**DIRECTIVE A**
In the forum thread on the self-healing spacecraft, why are self-healing silicon chips proposed instead of re-routing the mission or adding protective shielding? Answer in one to three sentences.
**DIRECTIVE B**
Resume the forum thread on the self-healing spacecraft from the point where it stops.

**GIVEN PASSAGE**

__________________________________________________

# Nasa and Stephen Hawking to launch a 'self-healing' craft to reach habitable planet in 20 years



## CAPSLOCKSTUCK (Dec 12, 2016)

Nasa is working with Stephen Hawking to send a tiny nano-spacecraft to Alpha Centauri at one fifth the speed of light.















The team have been working on the challenge of how the spacecraft could survive the intense interstellar radiation on the 20-year trip to Earth's closest start system.

New research suggests that 'self-healing' silicon chips could be the answer.

Re-routing the mission to avoid high-radiation areas could add years to the mission, while protective shielding would add too much weight to the tiny spacecraft.

A new study from researchers at Nasa and the Korea Institute of Science and Technology (KAIST) says that self-healing silicon chips could be used to prolong the life of the tiny spacecraft.

The chip's tiny 20-nanometer features, make them lightweight and as well as resilient to cosmic rays, said the researchers.

'Therefore, the lifetime of devices can be extended, which opens an opportunity for nano-spacecraft sustainable for more than 20 years of deep space exploration,' says the paper.
( very interesting)
The findings were presented at the International Electron Devices Meeting in San Francisco last week.





Scientist and investor Yuri Milner holds up a prototype of the "Star Chip", a small robotic space craft that will enable intersteller travel as he poses with Professor Stephen Hawking and Professor Freeman Dyson


'Earth is a wonderful place, but it might not last forever,' commented Stephen Hawking, 'Sooner or later, we must look to the stars.

'Breakthrough Starshot is a very exciting first step on that journey.

'With light beams, light sails and the lightest spacecraft ever built we can launch a mission to Alpha Centauri within a generation,' said Hawking.

The $100 million research and engineering program will seek proof of concept for using light beam to propel super lightweight nanocraft to 20 per cent of light speed.


----------



## DeathtoGnomes (Dec 12, 2016)

and next we will use that to seed life on other planets. We are our own worst alien invasion.


----------



## dorsetknob (Dec 12, 2016)

Sorry but its "pie in the Sky science"
any Probe that's Sent outside our heolisphere to a distant Star to do meaningfull Science needs to slow down at its journeys end
it also needs to communicate its results back to earth.( size needed to power a transmitter to target and reach earth )

__________________________________________________

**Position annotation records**
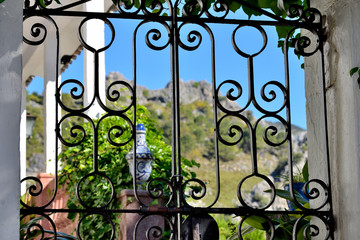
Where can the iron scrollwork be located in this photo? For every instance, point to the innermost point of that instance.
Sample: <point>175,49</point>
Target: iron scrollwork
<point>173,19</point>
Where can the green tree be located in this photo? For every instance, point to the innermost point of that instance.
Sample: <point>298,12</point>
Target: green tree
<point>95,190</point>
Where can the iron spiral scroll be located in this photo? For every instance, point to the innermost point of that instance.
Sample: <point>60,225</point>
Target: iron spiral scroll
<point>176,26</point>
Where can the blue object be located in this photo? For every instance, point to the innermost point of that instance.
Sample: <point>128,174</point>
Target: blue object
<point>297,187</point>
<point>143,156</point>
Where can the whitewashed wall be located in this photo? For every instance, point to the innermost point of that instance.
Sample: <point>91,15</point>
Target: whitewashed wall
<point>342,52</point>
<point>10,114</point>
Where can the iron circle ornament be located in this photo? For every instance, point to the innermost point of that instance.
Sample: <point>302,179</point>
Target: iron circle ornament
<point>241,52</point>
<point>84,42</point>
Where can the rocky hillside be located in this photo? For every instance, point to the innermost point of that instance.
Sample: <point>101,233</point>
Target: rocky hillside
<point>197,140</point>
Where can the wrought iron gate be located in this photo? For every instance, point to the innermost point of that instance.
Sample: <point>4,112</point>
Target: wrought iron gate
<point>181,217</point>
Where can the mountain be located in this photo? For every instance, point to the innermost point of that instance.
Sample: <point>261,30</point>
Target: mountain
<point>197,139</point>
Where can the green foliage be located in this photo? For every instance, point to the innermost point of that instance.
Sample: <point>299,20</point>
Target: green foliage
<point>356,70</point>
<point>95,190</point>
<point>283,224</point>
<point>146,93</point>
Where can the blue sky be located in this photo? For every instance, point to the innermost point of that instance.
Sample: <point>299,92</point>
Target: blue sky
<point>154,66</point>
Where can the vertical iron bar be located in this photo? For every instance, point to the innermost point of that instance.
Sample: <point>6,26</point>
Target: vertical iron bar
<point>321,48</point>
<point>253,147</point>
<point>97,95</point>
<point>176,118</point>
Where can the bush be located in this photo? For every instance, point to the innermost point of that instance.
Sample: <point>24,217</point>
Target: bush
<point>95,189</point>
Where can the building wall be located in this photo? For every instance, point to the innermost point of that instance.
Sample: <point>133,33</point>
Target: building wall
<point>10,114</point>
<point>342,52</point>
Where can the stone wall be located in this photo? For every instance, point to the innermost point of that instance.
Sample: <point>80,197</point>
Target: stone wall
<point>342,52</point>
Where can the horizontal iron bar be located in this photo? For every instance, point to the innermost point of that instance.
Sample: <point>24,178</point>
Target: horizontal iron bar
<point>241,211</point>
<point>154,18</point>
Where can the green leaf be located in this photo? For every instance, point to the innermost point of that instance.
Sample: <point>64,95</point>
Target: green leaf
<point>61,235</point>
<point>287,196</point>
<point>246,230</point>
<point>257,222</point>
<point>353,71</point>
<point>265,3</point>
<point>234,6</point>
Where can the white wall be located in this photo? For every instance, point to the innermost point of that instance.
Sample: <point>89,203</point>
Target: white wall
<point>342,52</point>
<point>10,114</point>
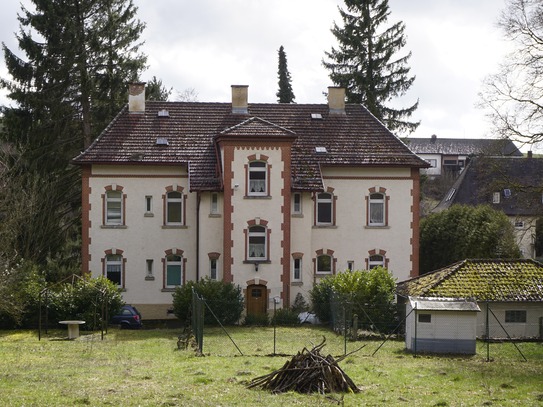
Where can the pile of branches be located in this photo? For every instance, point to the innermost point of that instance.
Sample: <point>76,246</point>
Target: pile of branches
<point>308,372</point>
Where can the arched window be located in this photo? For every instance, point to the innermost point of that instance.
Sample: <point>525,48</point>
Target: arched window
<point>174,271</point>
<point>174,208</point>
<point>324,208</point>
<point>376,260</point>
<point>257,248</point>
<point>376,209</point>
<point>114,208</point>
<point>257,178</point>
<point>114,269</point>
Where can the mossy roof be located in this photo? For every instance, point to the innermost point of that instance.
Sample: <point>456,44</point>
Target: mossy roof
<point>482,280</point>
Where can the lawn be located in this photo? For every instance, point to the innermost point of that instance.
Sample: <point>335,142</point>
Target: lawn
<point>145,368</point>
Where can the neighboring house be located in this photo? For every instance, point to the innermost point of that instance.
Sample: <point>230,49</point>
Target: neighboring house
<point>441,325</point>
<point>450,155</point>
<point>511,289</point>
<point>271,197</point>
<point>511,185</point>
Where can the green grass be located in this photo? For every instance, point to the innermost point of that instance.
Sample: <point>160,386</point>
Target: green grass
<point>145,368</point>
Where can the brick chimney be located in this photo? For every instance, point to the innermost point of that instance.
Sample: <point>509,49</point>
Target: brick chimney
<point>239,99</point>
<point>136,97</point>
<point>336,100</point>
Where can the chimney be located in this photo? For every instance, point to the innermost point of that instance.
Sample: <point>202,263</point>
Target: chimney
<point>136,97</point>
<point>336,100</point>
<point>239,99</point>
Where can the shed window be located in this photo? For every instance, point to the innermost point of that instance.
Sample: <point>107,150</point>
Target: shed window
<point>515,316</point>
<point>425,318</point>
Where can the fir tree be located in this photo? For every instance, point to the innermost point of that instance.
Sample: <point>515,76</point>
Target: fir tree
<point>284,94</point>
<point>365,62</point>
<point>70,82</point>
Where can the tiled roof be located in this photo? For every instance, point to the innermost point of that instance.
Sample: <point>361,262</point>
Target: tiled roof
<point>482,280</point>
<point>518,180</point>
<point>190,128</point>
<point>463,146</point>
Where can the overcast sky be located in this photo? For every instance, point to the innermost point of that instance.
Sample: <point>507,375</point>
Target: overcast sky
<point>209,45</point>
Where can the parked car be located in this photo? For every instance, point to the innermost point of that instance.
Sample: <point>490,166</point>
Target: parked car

__________________________________________________

**EXERCISE ANSWER A**
Re-routing the mission to avoid high-radiation areas could add years to the trip, and protective shielding would add too much weight to the tiny spacecraft. The self-healing chips' 20-nanometer features make them lightweight and resilient to cosmic rays, so device lifetime can be extended.

**EXERCISE ANSWER B**
Thats going to be extreemly dificult if its still travelling at approx 20% lightspeed

I think a bigger probe is needed
Boosted by a Chemical Booster (jettisoned when empty) and a Gravity Slingshot  then powered by Ion Engines which could be used to slow its final approch.


----------



## CAPSLOCKSTUCK (Dec 12, 2016)

I thought this video about it was very interesting.


----------



## DeathtoGnomes (Dec 12, 2016)

whats interesting to me is that in the 'merica, stories about other countries space related news gets put on the back burner, IF reported on at all. This video is the first I heard about Ikaros, I think its awesome that the sail are proven works.


----------



## CAPSLOCKSTUCK (Dec 12, 2016)

IKAROS  is due to come out of hibernation and report back during the next couple of months. The last time it made contact was May 2015 when it was about 110 million kilometers away from the Earth, and about 130 million kilometers from the sun.

As of August 2013, IKAROS was continuing to gain speed. At that time, it had gained approximately 400 m/s of velocity from its solar sail. JAXA scientists stated that the measured thrust force by the solar radiation pressure on IKAROS' 196 m2 sail is 1.12 millinewtons.


I never saw this before.....shit, i love this stuff


----------



## bug (Dec 12, 2016)

I may be missing something here, but if the things does not communicate back, how is it useful? How do we even tell where it is?


----------



## CAPSLOCKSTUCK (Dec 12, 2016)

bug said:


> I may be missing something here, but if the things does not communicate back, how is it useful? How do we even tell where it is?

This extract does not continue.